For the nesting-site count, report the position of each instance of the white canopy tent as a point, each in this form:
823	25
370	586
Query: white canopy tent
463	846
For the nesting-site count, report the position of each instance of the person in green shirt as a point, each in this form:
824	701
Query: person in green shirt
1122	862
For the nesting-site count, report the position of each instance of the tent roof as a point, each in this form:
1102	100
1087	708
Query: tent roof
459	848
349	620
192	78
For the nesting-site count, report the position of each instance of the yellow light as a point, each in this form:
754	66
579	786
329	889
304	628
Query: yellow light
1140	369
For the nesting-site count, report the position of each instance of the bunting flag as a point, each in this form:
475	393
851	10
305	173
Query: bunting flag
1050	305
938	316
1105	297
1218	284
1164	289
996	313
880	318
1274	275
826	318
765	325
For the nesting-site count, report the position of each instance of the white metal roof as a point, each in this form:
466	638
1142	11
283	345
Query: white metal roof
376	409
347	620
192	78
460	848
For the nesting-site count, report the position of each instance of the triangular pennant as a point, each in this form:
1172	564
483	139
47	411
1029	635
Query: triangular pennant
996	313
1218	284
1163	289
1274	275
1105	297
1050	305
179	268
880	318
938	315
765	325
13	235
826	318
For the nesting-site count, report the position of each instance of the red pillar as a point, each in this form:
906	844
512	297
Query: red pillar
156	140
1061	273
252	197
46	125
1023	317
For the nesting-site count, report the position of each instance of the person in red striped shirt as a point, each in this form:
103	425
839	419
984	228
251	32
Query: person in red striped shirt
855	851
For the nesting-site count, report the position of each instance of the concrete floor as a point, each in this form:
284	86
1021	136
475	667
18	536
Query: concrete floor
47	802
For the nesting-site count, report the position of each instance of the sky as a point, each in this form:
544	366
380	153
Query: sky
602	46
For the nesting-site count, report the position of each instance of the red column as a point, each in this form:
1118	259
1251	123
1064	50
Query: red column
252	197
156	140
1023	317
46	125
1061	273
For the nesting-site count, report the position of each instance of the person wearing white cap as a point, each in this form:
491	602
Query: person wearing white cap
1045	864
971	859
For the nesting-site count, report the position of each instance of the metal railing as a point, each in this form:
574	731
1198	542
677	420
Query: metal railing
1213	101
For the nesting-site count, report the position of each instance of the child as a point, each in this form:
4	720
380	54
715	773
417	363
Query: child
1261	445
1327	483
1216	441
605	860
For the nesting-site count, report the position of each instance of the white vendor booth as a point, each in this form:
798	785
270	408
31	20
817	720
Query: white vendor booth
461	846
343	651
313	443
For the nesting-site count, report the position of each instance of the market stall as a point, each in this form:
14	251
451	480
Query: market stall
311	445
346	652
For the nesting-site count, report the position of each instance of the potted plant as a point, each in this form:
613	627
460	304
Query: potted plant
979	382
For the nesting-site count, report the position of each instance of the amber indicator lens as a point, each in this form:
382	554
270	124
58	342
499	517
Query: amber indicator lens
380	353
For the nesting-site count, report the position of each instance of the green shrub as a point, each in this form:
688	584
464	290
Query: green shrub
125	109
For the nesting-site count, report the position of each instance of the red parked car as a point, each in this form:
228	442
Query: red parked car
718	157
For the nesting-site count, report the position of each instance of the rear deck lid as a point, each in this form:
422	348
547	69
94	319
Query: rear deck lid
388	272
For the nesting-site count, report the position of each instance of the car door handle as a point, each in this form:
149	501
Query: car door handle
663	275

▸ TASK
Transcribe all of the material above, line by line, without changing a single character.

▸ TASK ANSWER
For the nesting-site count, report the position of each instance of the white canopy tent as a point, each in this form:
823	25
370	586
Query: white canopy tent
463	846
For the nesting-site count, report the position of each instance of the person in green shirt as a point, each in this form:
824	701
Query: person in green shirt
1122	862
For the nesting-site count, report the position of each instance of the tent roof as a point, each in this form:
1102	100
1087	708
Query: tent roof
459	848
349	620
192	78
For the nesting-site count, report the position of each instance of the yellow light as a point, each in this form:
754	66
579	786
329	889
304	628
Query: yellow light
1140	369
For the nesting-site count, report the position of each instance of the bunting flag as a point, each in this form:
475	393
851	10
305	173
Query: bunting flag
1050	305
938	316
1105	297
1218	284
1164	289
996	313
880	318
1274	275
826	318
765	325
For the nesting-site count, report the position of each instance of the white metal roof as a point, each in this form:
466	638
1142	11
283	345
Query: white metal roof
376	409
347	620
192	78
460	848
For the nesting-site count, report the position of each instance of the triangular pennant as a point, each in this form:
1172	564
483	139
47	411
1029	635
Query: triangular pennant
996	313
1218	284
1163	289
1274	275
1105	297
1050	305
179	268
880	318
938	315
765	325
13	235
826	318
For the nesting-site count, report the position of each instance of the red pillar as a point, each in this form:
906	844
512	297
Query: red pillar
156	140
1061	273
252	197
46	125
1023	317
For the nesting-site count, report the position of each instance of the person in red striped shirt as a point, each in this form:
103	425
839	419
984	228
251	32
Query: person in red striped shirt
855	851
For the nesting-site count, report the position of each instance of the concrete floor as a point, each in this form:
284	86
1021	136
475	667
18	536
Query: concrete floor
47	802
For the nesting-site count, report the position of each instance of the sky as a point, each in this form:
544	366
380	153
Query: sky
602	46
For the nesting-site count, report the position of each instance of the red column as a point, each in this form:
1118	259
1251	123
1064	50
Query: red column
252	197
156	140
1023	317
46	125
1061	273
For the nesting-site count, report the position of each instance of the person wearing white cap as a point, each in this form:
491	602
Query: person wearing white cap
1045	864
971	859
For the nesting-site count, report the position of each instance of the metal railing as a point, each in this form:
574	731
1198	542
677	420
Query: metal railing
1213	101
For the nesting-site count, report the position of each instance of the child as a point, each in this form:
4	720
380	54
715	773
417	363
Query: child
1261	445
1327	483
1216	441
605	860
For the nesting-site count, report the position of each instance of the white vendor booth as a point, each in this form:
798	785
270	408
31	20
817	720
Query: white vendor booth
461	846
343	651
313	443
For the nesting-site count, report the position of each instance of the market stall as a point, each in this form:
14	251
451	480
Query: market stall
311	445
346	652
For the nesting-site count, report the position of each instance of the potted plant as a point, each in this form:
613	627
460	304
Query: potted plant
979	382
For the nesting-site count, report the position of each instance of the amber indicator lens as a point, each in this form:
382	554
270	124
58	342
499	517
Query: amber indicator lens
380	353
For the nesting-site count, report the position of each instance of the green shrub as a point, each in this form:
688	584
464	290
Query: green shrub
125	109
For the nesting-site count, report the position of each instance of the red parked car as a point, each in this form:
228	442
Query: red parked car
718	157
For the nesting-site count, report the position of each instance of the rear deck lid as a point, each in this form:
422	348
547	69
94	319
Query: rear deck lid
388	272
For the nesting-site count, report the position of each instance of the car door handle as a point, each in this form:
149	501
Query: car door handle
663	275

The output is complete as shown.